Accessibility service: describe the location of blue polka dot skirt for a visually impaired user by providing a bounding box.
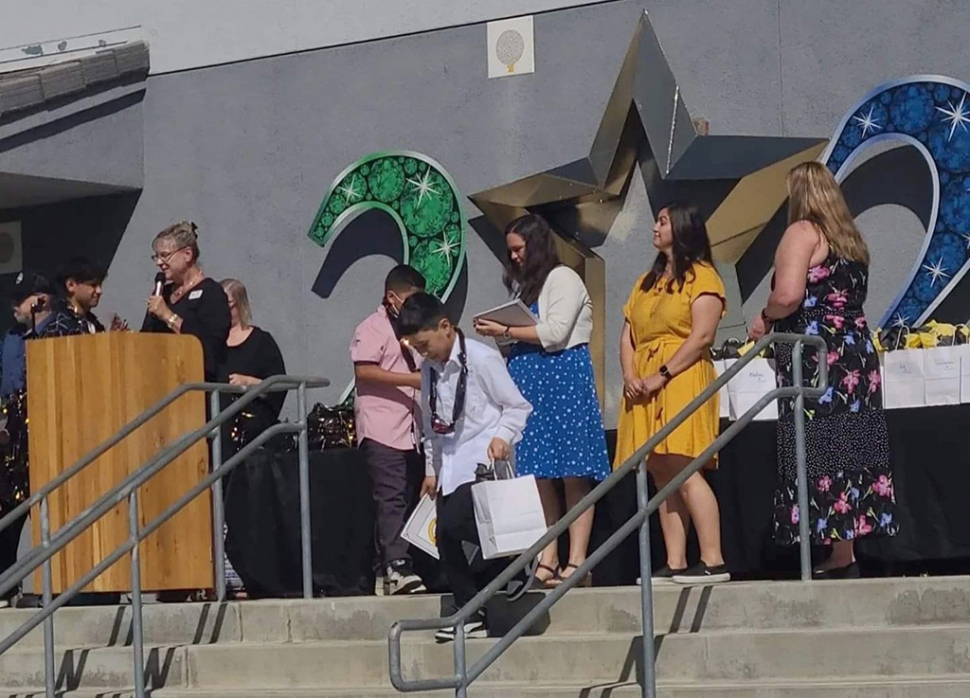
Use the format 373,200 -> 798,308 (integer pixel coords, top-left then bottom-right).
509,342 -> 610,481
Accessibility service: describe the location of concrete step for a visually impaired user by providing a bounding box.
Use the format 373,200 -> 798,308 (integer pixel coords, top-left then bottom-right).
155,676 -> 970,698
0,647 -> 187,696
0,577 -> 970,647
186,625 -> 970,690
4,676 -> 970,698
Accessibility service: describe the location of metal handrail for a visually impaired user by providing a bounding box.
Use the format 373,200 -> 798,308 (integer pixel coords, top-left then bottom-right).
0,376 -> 330,698
0,376 -> 330,596
388,333 -> 828,698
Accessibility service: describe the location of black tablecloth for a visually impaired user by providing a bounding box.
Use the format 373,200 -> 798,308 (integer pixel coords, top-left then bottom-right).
226,405 -> 970,596
592,405 -> 970,585
225,449 -> 375,596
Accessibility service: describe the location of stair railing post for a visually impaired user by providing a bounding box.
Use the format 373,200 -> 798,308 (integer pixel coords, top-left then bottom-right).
128,490 -> 145,698
792,340 -> 812,582
637,460 -> 657,698
40,497 -> 56,698
296,383 -> 313,599
209,390 -> 226,603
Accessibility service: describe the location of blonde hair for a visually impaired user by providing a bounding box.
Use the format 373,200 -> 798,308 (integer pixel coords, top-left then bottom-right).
788,161 -> 869,265
219,279 -> 253,327
152,221 -> 199,262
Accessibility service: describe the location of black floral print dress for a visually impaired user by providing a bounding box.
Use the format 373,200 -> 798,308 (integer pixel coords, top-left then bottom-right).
775,255 -> 898,545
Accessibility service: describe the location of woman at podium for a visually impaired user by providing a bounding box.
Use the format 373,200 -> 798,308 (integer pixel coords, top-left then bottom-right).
141,221 -> 231,381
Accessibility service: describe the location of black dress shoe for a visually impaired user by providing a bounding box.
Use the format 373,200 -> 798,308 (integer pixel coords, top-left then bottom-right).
812,562 -> 862,579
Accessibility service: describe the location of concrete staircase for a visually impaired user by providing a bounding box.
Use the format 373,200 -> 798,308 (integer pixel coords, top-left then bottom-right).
0,577 -> 970,698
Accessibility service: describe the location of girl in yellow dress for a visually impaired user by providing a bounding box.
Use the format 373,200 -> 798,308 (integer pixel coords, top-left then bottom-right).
614,203 -> 730,584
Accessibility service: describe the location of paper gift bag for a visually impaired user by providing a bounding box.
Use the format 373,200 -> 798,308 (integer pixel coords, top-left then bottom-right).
725,358 -> 778,422
956,344 -> 970,404
923,346 -> 966,406
880,349 -> 926,410
714,359 -> 735,419
472,475 -> 546,560
401,495 -> 438,560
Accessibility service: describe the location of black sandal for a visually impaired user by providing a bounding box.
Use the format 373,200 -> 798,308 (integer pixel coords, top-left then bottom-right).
556,562 -> 592,587
532,562 -> 562,589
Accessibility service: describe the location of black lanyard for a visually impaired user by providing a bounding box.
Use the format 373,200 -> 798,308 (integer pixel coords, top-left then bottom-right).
428,327 -> 468,434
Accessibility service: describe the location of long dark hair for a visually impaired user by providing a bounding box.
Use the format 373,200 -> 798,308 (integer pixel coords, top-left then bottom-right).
503,213 -> 561,305
640,201 -> 714,293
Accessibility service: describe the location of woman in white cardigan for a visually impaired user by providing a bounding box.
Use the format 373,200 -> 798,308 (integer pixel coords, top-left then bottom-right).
475,215 -> 610,587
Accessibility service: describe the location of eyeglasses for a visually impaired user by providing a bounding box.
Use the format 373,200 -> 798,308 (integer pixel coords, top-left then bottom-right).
428,328 -> 468,435
152,247 -> 188,264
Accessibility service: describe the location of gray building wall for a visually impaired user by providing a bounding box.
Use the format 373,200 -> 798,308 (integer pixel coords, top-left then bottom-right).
9,0 -> 970,426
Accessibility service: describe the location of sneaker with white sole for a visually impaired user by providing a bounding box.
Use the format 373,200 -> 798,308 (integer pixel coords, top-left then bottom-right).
434,616 -> 488,643
384,560 -> 425,596
637,565 -> 687,587
674,562 -> 731,586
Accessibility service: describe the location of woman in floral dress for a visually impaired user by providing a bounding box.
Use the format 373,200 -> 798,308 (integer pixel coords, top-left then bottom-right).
749,162 -> 898,579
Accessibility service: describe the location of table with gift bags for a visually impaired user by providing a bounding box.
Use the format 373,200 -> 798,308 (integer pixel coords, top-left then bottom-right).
591,323 -> 970,586
710,322 -> 970,577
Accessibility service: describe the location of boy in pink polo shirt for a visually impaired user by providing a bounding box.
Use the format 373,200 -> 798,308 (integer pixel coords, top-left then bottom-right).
350,264 -> 425,595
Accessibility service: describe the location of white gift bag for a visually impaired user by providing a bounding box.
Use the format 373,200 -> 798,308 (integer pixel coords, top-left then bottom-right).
472,475 -> 546,560
957,344 -> 970,404
880,349 -> 926,410
923,347 -> 964,407
401,495 -> 438,560
724,358 -> 778,422
714,361 -> 733,419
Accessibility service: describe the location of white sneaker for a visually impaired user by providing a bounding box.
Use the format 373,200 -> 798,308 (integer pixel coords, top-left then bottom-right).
384,562 -> 427,596
434,618 -> 488,642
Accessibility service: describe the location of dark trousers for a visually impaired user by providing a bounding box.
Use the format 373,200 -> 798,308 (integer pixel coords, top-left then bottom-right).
360,439 -> 424,567
436,482 -> 502,615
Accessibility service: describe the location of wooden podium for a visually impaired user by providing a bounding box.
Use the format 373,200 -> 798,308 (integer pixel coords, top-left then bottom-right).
27,332 -> 213,593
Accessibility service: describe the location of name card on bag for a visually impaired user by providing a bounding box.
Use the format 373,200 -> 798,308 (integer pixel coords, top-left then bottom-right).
880,349 -> 926,410
923,346 -> 966,407
724,358 -> 778,422
401,495 -> 438,560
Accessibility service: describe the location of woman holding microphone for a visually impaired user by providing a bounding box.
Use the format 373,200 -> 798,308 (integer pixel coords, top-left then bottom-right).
475,215 -> 610,587
141,221 -> 232,381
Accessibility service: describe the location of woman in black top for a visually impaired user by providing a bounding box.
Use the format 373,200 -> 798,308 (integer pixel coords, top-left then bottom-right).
220,279 -> 286,450
141,222 -> 230,381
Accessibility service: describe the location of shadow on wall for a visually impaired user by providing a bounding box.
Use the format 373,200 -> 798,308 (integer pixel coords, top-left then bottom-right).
0,191 -> 141,332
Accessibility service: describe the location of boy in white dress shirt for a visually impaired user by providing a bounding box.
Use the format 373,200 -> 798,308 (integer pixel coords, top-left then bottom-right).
398,293 -> 532,641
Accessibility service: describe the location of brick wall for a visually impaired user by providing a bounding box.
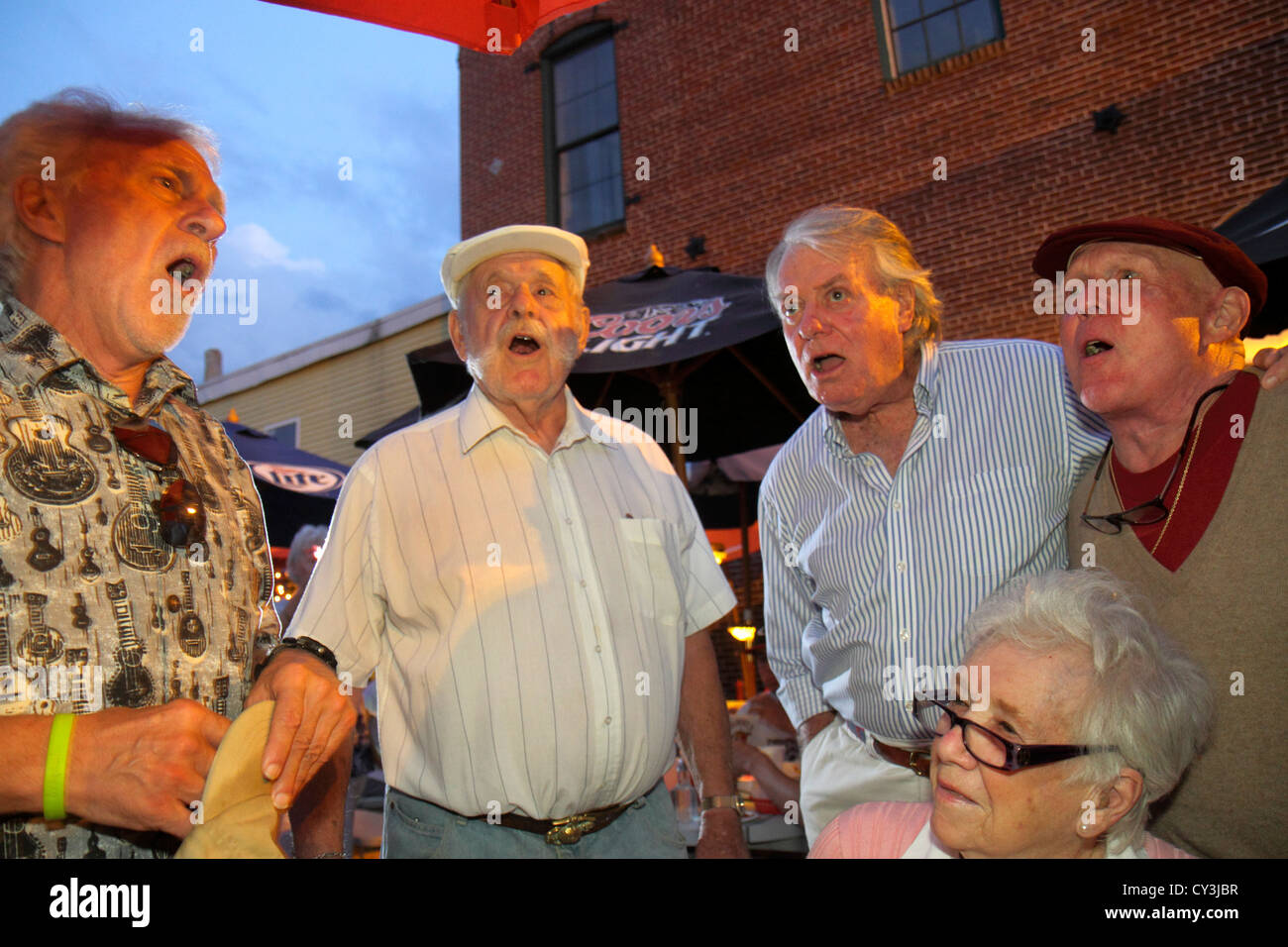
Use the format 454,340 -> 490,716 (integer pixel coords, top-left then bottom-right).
460,0 -> 1288,339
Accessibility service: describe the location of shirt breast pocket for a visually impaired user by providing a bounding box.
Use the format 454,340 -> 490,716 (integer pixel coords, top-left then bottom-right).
617,518 -> 684,627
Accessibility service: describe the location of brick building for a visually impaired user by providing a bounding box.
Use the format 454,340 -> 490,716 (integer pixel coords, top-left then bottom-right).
460,0 -> 1288,339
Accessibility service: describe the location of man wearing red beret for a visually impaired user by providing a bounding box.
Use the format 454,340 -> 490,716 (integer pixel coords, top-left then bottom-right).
1033,218 -> 1288,857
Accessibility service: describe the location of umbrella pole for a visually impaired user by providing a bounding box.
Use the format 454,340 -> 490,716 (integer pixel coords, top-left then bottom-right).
658,377 -> 690,489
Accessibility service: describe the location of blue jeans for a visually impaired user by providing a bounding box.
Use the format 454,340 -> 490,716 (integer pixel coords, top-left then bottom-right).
380,783 -> 688,858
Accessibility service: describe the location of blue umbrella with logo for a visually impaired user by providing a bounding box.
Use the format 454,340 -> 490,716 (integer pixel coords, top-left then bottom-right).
407,265 -> 816,478
223,421 -> 349,546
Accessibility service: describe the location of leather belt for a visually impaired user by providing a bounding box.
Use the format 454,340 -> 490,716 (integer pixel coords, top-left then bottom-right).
845,720 -> 930,780
469,800 -> 635,845
868,737 -> 930,779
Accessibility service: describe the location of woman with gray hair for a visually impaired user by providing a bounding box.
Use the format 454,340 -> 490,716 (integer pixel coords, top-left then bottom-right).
810,570 -> 1212,858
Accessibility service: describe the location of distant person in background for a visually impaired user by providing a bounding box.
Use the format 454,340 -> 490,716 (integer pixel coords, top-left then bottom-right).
278,526 -> 326,631
729,649 -> 800,811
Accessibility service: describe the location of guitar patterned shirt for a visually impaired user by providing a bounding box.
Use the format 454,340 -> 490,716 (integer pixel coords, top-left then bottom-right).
0,299 -> 278,858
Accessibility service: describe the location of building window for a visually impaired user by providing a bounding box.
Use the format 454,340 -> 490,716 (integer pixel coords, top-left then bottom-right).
875,0 -> 1004,78
265,417 -> 300,447
541,22 -> 625,236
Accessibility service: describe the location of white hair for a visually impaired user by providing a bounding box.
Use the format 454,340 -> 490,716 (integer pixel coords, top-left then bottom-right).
765,205 -> 943,352
0,89 -> 219,294
967,570 -> 1212,852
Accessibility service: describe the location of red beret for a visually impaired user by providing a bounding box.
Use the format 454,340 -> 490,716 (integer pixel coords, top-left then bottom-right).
1033,217 -> 1266,318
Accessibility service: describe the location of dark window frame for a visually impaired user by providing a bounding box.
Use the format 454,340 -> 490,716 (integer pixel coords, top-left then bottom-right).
540,20 -> 627,240
872,0 -> 1006,82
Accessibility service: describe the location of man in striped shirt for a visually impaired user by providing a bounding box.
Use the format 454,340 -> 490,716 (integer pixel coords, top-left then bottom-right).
760,207 -> 1105,840
292,227 -> 746,858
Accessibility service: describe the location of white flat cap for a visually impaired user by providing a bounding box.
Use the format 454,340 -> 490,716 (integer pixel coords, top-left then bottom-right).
441,224 -> 590,309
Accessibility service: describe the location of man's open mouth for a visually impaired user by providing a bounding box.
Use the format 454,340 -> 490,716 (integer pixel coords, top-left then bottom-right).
164,257 -> 197,282
510,335 -> 541,356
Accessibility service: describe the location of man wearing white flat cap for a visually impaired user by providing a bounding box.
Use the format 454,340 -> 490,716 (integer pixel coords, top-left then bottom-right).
292,226 -> 746,858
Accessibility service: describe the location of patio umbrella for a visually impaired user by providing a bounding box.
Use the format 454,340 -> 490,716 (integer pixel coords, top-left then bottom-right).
224,421 -> 349,546
1215,177 -> 1288,339
407,266 -> 816,481
268,0 -> 601,55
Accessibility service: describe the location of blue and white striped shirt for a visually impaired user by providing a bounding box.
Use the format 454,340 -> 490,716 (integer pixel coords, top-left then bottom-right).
760,340 -> 1108,745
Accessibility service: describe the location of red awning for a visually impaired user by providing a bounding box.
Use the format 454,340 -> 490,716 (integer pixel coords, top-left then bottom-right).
267,0 -> 601,55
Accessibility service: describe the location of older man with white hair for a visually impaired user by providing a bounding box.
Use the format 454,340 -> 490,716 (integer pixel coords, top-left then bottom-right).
1033,217 -> 1288,857
0,90 -> 353,858
760,206 -> 1285,839
284,226 -> 746,858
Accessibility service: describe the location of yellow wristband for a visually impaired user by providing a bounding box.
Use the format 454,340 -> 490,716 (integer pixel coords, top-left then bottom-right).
46,714 -> 76,822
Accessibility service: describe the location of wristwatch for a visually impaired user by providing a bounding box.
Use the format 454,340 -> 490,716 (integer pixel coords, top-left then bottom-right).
268,637 -> 338,674
702,796 -> 747,815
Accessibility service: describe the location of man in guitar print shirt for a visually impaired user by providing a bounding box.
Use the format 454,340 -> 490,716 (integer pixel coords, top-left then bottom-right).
0,90 -> 355,858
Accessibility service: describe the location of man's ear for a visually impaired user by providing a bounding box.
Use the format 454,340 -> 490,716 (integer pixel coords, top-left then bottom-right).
577,305 -> 590,356
890,282 -> 917,334
447,309 -> 465,362
1078,767 -> 1145,837
12,175 -> 65,244
1199,286 -> 1252,347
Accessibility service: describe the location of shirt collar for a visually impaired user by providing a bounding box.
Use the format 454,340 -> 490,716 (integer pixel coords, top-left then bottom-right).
458,382 -> 612,454
0,296 -> 197,417
823,340 -> 939,458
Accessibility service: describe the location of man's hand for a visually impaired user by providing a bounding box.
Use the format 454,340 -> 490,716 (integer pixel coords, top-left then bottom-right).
246,650 -> 358,810
67,699 -> 231,839
796,710 -> 836,753
1252,346 -> 1288,388
695,808 -> 747,858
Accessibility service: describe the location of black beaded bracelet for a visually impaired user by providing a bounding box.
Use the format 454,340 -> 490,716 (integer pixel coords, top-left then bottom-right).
268,638 -> 339,674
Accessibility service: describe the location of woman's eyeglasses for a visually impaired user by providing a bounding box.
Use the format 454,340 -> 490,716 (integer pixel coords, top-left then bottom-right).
912,697 -> 1118,773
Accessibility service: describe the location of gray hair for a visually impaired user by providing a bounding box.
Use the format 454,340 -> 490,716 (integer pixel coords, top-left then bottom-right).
286,526 -> 326,591
0,89 -> 219,292
967,570 -> 1212,852
765,205 -> 943,352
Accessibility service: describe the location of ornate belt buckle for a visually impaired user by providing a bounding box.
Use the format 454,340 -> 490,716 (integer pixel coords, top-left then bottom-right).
546,815 -> 595,845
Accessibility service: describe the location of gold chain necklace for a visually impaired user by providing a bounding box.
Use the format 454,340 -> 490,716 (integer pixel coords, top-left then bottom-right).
1109,408 -> 1207,556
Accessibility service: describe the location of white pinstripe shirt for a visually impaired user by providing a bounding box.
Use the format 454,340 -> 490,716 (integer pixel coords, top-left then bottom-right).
291,386 -> 734,818
760,340 -> 1107,743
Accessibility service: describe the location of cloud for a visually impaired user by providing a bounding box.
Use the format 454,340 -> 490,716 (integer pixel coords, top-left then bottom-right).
220,224 -> 326,273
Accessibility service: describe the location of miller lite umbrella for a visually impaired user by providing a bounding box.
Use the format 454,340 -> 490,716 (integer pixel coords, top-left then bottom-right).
223,421 -> 349,546
407,266 -> 816,481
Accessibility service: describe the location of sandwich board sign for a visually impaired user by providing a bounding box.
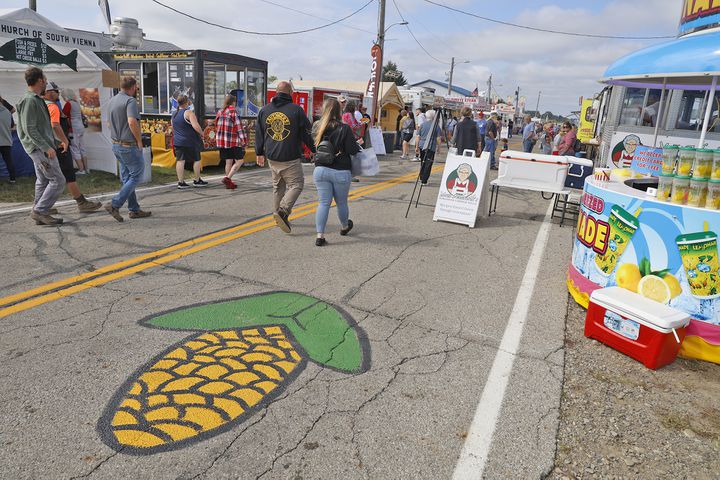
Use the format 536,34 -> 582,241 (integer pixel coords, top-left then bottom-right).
433,150 -> 490,228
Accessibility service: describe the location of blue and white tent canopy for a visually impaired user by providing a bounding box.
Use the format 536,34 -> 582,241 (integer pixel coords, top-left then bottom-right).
602,29 -> 720,90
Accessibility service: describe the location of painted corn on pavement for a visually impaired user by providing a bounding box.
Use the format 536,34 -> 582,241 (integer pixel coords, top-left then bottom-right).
0,157 -> 572,480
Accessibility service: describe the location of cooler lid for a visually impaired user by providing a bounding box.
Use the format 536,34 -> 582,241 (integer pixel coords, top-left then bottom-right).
590,287 -> 690,330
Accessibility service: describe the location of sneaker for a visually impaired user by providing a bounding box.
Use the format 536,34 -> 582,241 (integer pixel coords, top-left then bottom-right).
105,203 -> 125,222
128,210 -> 152,218
30,210 -> 63,225
273,210 -> 292,233
340,219 -> 353,237
223,177 -> 237,190
75,195 -> 102,213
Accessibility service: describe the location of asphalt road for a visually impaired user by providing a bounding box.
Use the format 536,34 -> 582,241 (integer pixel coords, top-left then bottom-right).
0,157 -> 572,479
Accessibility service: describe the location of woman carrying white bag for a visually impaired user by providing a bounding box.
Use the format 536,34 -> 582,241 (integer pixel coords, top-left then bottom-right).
313,98 -> 362,247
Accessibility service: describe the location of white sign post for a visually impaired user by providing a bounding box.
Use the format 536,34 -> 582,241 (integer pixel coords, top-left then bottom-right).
433,150 -> 490,228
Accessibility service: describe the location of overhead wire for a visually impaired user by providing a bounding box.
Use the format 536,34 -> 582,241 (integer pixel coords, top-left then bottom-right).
424,0 -> 675,40
152,0 -> 375,36
258,0 -> 377,35
393,0 -> 450,65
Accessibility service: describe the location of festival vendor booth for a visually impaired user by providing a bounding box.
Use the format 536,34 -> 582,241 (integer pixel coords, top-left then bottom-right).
267,81 -> 363,121
568,1 -> 720,363
0,8 -> 117,175
293,80 -> 405,132
101,50 -> 267,167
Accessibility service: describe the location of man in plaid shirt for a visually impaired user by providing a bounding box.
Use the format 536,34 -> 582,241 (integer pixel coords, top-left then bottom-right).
215,95 -> 247,190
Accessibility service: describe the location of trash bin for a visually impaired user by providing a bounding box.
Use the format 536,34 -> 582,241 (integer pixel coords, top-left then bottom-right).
140,147 -> 152,185
383,132 -> 395,155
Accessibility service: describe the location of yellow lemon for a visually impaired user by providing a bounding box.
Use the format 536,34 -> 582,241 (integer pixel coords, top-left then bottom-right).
663,273 -> 682,298
615,263 -> 642,292
638,275 -> 672,303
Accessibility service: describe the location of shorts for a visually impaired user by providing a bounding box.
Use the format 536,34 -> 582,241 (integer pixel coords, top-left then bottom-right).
55,149 -> 77,183
175,145 -> 200,163
219,147 -> 245,160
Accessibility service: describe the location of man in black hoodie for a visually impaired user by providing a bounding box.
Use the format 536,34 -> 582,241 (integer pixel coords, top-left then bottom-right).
255,82 -> 315,233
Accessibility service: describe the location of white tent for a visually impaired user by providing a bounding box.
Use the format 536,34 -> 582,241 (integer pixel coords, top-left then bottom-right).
0,8 -> 117,174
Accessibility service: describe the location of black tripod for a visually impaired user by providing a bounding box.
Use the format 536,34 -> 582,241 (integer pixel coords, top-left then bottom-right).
405,110 -> 445,218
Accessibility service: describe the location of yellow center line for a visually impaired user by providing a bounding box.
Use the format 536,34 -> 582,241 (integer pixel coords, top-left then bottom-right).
0,166 -> 443,318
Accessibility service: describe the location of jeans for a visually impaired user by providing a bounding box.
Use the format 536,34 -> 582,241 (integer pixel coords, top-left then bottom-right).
483,135 -> 497,167
523,138 -> 535,153
29,150 -> 65,215
268,158 -> 305,215
313,167 -> 352,233
112,144 -> 145,212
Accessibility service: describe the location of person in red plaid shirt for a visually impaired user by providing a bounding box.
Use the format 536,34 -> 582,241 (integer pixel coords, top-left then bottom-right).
215,95 -> 247,190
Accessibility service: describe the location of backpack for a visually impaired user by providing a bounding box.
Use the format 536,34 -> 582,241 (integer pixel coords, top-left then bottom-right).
315,133 -> 338,167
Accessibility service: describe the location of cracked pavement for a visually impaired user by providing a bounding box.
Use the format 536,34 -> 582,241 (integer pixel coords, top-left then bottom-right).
0,157 -> 572,480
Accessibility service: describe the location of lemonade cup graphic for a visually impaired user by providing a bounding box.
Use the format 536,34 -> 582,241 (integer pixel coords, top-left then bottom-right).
675,227 -> 720,300
595,205 -> 641,276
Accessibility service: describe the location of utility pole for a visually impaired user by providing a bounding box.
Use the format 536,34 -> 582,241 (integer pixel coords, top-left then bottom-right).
487,73 -> 492,108
448,57 -> 455,97
371,0 -> 385,125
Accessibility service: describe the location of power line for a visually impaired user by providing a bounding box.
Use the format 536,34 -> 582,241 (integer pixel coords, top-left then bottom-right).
393,0 -> 450,65
152,0 -> 375,36
424,0 -> 675,40
258,0 -> 377,35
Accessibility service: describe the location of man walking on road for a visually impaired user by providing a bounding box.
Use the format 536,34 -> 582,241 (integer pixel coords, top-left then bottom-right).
44,82 -> 102,213
255,82 -> 315,233
105,77 -> 151,222
17,67 -> 65,225
523,115 -> 537,153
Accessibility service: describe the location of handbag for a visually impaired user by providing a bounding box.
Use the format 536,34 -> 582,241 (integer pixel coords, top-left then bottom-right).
350,147 -> 380,177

* _Exercise task_
Copy out verbatim the entries from the line with "Accessibility service: describe the location of white sneaker" to the line with "141,222 -> 230,381", including both of those lines.

* _The response_
Accessibility service: describe the location of white sneaker for a visually impaired user by providing a bounding box.
Use the format 373,200 -> 798,308 (integer pixel coords, top-left then bottom-right).
384,562 -> 427,596
434,618 -> 488,642
Accessibility service: describe the location of dark trousers for a visually impaired user by providing a bounding box.
Use the format 373,200 -> 798,308 (integer pixel coords, top-left then bottom-right).
360,439 -> 424,567
436,482 -> 502,615
Accessibility service: describe the location of wooden podium for a visually impaired user by providing a bounding box.
Use the format 373,200 -> 798,308 (integer pixel coords, top-left then bottom-right).
27,332 -> 213,593
Accessibility service: describe the location of name card on bag for a visually impaired user by providing a bounding box.
Use the format 373,200 -> 798,308 (integer pixel coords, top-left then bottom-right).
880,349 -> 926,410
923,346 -> 966,407
724,358 -> 778,422
401,495 -> 438,560
Accessibility service: describe the location of woman holding microphone for a visually impaired user by providing a bounding box.
Use the format 373,200 -> 798,308 (integer pixel coords, top-left then bottom-right).
475,215 -> 610,587
141,221 -> 232,381
Accessibility service: describe the location of woman in black top for a visually impaired user by providing a bounding box.
Use the format 373,200 -> 798,308 (integer pixel coords, top-left then bottom-right).
220,279 -> 286,450
141,222 -> 230,381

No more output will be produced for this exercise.